OBJECTIVE:
Tally the lines in the records below that contain the string "table", and give only that number.
◆ ◆ ◆ ◆ ◆ ◆ ◆
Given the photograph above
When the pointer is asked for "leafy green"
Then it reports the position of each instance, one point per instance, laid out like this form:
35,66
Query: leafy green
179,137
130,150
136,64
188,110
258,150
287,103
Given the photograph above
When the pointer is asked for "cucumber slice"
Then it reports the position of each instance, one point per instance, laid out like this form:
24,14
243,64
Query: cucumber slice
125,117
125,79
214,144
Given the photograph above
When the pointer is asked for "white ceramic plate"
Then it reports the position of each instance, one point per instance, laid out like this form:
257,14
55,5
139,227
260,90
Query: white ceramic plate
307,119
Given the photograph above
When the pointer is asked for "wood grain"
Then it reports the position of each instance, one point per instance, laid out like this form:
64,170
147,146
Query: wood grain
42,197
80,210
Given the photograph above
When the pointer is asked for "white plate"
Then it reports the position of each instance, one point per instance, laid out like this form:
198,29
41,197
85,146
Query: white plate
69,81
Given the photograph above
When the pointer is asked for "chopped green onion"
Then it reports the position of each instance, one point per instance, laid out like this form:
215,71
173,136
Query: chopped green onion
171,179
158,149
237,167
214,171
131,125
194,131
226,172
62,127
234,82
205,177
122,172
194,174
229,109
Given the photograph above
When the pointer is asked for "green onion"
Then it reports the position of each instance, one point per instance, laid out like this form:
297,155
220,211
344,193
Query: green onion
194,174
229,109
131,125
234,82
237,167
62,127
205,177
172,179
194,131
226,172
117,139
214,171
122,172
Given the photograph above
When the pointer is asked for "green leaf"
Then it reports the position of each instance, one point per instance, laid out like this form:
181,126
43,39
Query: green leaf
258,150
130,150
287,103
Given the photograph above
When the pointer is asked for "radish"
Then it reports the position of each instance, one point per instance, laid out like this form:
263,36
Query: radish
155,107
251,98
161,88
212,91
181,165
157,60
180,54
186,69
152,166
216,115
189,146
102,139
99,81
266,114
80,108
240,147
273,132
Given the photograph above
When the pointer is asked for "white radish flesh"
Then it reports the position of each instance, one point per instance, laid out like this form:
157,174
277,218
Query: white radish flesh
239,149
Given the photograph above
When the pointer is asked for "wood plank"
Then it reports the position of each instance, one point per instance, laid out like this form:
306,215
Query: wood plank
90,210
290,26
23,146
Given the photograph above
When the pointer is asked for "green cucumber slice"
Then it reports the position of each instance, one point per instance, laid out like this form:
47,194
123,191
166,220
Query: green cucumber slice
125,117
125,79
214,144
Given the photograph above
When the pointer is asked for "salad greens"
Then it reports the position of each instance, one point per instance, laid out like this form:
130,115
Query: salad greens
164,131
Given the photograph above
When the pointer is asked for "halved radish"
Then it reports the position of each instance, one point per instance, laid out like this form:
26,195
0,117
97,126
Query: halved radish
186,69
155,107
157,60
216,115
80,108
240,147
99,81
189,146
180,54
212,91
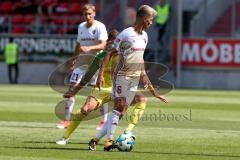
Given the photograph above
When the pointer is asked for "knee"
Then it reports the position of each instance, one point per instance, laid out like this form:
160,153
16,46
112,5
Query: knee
120,104
142,100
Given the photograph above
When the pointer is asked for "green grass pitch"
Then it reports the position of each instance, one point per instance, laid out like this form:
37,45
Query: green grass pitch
196,125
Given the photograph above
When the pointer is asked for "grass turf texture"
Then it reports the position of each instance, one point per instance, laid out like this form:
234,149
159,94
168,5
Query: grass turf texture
197,124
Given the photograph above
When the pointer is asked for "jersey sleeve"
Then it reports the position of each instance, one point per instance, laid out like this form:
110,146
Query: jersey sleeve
78,37
102,32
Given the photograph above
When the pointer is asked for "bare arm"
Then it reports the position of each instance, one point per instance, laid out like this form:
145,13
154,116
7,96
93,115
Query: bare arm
147,84
100,46
75,54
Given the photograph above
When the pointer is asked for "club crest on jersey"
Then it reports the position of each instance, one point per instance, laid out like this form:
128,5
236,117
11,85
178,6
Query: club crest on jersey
125,45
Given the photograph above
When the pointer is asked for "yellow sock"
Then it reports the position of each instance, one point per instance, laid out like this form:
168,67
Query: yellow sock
136,115
73,124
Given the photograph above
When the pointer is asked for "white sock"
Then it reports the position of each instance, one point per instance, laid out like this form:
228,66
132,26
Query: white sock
104,112
103,130
69,107
112,124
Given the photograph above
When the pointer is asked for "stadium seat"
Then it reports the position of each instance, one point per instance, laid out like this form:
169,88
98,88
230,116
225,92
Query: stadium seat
59,19
17,19
6,7
28,19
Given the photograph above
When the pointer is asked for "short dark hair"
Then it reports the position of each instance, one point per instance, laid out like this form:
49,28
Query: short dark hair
88,6
113,34
146,10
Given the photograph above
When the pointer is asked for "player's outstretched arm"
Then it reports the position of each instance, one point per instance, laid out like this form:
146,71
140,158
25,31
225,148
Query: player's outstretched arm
98,47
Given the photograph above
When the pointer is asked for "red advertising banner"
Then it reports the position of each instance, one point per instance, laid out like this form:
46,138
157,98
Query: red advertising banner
208,53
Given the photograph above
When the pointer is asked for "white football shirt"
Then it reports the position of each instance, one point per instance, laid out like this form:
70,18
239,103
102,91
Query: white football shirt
130,46
90,36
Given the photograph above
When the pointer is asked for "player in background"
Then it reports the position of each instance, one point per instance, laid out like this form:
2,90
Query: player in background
139,103
99,98
91,39
130,45
96,99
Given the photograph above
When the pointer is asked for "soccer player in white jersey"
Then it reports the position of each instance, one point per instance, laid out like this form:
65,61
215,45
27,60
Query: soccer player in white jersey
91,39
130,45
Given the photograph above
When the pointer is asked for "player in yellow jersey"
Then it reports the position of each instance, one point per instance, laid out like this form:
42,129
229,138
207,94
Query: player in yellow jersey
96,99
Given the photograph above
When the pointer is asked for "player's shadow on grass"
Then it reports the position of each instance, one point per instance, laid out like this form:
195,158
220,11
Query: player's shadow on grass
11,126
190,154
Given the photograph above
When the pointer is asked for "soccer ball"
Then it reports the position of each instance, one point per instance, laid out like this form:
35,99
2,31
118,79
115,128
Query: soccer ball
125,142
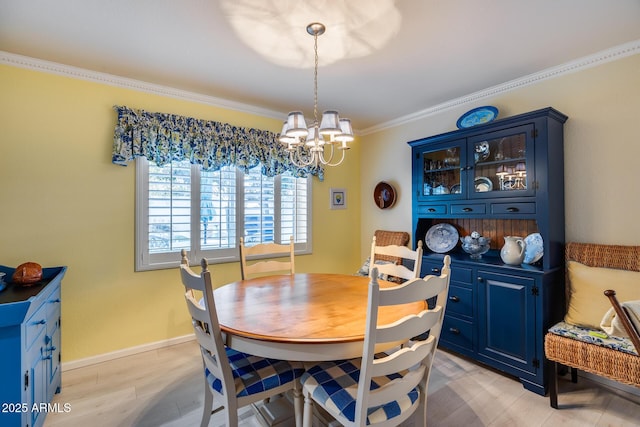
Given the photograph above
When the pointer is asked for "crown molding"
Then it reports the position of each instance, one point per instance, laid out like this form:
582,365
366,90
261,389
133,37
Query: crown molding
608,55
602,57
127,83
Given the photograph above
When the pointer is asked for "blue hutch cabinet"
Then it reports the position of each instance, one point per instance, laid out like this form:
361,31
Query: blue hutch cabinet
30,348
503,178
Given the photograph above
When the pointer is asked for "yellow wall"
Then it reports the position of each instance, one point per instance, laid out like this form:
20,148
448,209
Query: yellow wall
64,203
601,144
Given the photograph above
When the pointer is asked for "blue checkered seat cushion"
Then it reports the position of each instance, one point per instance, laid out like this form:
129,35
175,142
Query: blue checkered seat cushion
335,386
253,374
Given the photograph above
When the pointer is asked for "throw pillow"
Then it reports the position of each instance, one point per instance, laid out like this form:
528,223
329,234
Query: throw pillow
587,302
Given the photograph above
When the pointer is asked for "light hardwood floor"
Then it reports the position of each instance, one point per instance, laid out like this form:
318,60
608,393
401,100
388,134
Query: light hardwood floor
165,387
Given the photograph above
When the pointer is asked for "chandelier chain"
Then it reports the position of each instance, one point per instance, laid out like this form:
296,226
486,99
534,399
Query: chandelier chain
315,78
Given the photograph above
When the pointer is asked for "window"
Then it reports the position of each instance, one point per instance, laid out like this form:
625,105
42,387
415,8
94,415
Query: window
179,206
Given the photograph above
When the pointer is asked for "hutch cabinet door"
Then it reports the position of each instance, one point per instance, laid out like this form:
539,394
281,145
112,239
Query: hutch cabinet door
506,321
502,163
438,170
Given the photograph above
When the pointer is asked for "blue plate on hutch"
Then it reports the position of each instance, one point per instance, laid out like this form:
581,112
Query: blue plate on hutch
441,238
534,248
477,116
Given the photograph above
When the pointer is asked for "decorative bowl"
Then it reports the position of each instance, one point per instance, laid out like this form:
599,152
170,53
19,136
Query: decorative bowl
475,245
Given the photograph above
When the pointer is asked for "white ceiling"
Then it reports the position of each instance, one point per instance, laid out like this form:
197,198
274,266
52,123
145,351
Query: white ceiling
441,51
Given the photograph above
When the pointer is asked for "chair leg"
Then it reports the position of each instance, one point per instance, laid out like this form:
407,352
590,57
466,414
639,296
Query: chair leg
307,417
297,403
553,384
208,405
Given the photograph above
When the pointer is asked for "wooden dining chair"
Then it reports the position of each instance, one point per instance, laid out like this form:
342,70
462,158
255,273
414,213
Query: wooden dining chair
390,261
266,258
383,389
236,379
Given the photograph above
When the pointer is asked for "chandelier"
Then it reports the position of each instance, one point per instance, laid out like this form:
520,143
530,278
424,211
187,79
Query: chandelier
332,131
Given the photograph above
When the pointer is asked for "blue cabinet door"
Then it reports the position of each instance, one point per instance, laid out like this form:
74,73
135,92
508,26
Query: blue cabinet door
506,321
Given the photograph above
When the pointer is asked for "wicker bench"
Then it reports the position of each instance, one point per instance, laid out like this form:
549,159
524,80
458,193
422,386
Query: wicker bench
581,348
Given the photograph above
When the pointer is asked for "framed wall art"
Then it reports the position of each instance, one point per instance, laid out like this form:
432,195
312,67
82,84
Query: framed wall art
338,198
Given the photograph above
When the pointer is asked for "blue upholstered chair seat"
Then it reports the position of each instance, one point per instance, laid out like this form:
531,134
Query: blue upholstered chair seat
335,384
254,374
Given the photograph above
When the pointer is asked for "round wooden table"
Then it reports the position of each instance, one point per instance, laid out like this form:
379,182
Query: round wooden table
303,317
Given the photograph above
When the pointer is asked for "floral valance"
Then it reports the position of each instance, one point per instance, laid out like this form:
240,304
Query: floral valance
163,138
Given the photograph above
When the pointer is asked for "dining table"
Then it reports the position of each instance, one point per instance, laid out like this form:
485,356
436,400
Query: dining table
304,317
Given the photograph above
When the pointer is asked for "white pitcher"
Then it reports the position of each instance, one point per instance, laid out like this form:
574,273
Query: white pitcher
513,250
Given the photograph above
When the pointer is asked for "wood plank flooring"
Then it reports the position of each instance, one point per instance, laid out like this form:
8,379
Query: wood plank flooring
165,388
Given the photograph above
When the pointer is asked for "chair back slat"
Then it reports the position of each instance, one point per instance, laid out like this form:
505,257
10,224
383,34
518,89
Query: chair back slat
261,258
414,290
397,253
410,326
408,356
398,387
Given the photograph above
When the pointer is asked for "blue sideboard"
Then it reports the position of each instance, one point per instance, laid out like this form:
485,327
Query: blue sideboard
503,178
29,348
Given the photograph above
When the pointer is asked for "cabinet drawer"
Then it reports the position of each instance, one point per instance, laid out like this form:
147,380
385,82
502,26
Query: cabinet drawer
35,326
513,208
460,300
458,274
432,210
457,332
469,209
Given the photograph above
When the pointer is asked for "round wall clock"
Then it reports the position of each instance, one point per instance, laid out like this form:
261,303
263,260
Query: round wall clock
384,195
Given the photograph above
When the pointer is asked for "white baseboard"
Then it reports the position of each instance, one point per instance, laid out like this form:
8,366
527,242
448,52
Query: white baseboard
81,363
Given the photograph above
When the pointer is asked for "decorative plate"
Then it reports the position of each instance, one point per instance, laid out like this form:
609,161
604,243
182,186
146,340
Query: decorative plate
441,238
384,195
477,116
534,248
440,189
483,184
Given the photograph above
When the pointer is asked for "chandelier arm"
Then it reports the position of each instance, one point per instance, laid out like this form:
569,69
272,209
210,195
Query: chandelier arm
◆ ◆ ◆ ◆ ◆ ◆ ◆
RESULT:
4